INSTRUCTION: Copy the post about legal training from "I've said this" up to and including "socialism at least.", changing "managed economy" to "planned economy".

I've said this before, and I'll say it again. There IS an interesting argument to be made for more closely tying available workers in each trade/profession to available jobs. But that argument essentially presupposes a FAR more managed economy than we currently have. Maybe not communism, but something closer to classic socialism at least. 

 Anyone who really wants that for legal training needs to show me either (a) why the practice of law is so damn special that it deserves to be an exception to the economy generally, or (b) some true commitment to reforming the whole system, that goes beyond rank and naked self-interest. Mainly, it's been my observation, that the people who complain most are those who are very, very happy to reap the rewards of our competitive economic marketplace so long as they are winning, but complain bitterly when they lose.

Excessive focus on articling as the focal point of all this supposed unfairness to law students and would-be lawyers is a red herring. Students complain about whatever hurdle is in their way. Weak applicants insist they deserve a chance in law school. Weak law graduates insist they deserve a chance to become licensed. Weak job seekers argue they shouldn't face excessive completion for jobs and clients, BECAUSE they were allowed to attend law school and become licensed to practice.

Get comfortable with the competition for what you want. Or at least be intellectually honest and argue for socialism. You can't have it both ways. 

To preface, I generally agree with you as far as competition and the free market are concerned, the inherent benefits to those on top, and moreso that not all those pushing for reform are doing it out of much more than self-interest, entitlement or resentment. But to answer your question of why I think the practice of law could be argued to be treated differently than say tradespeople is the amount of investment and risk involved in completing that education.

SUPPLIED RECORDS:

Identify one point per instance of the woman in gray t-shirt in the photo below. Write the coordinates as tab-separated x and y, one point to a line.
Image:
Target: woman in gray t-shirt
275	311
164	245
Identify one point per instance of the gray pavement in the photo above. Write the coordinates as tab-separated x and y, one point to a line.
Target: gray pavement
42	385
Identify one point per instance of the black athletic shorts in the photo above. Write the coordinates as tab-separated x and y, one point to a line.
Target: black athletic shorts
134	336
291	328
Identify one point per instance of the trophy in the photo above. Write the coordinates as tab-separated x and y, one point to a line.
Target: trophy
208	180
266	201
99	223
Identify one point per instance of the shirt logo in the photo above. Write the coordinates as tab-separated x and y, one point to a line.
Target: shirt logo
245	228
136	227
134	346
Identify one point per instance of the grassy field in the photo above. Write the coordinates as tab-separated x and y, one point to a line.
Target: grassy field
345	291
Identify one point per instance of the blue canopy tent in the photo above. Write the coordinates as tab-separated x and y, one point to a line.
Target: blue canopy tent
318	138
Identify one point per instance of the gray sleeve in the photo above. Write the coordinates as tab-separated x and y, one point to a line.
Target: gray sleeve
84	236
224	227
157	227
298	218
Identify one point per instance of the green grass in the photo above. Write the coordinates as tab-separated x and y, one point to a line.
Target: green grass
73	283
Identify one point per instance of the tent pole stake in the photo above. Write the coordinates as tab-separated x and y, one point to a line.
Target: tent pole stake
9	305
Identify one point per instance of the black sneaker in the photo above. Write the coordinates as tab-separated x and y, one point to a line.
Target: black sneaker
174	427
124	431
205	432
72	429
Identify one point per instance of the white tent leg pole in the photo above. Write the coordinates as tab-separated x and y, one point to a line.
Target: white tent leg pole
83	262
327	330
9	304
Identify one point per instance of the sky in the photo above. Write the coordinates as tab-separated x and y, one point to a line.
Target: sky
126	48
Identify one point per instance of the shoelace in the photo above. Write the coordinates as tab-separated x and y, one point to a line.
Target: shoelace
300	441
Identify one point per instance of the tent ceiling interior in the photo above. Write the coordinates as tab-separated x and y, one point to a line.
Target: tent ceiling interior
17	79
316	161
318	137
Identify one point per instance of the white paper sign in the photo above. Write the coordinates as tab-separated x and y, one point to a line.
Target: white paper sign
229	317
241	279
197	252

RESULT FOR THIS TASK:
I've said this before, and I'll say it again. There IS an interesting argument to be made for more closely tying available workers in each trade/profession to available jobs. But that argument essentially presupposes a FAR more planned economy than we currently have. Maybe not communism, but something closer to classic socialism at least.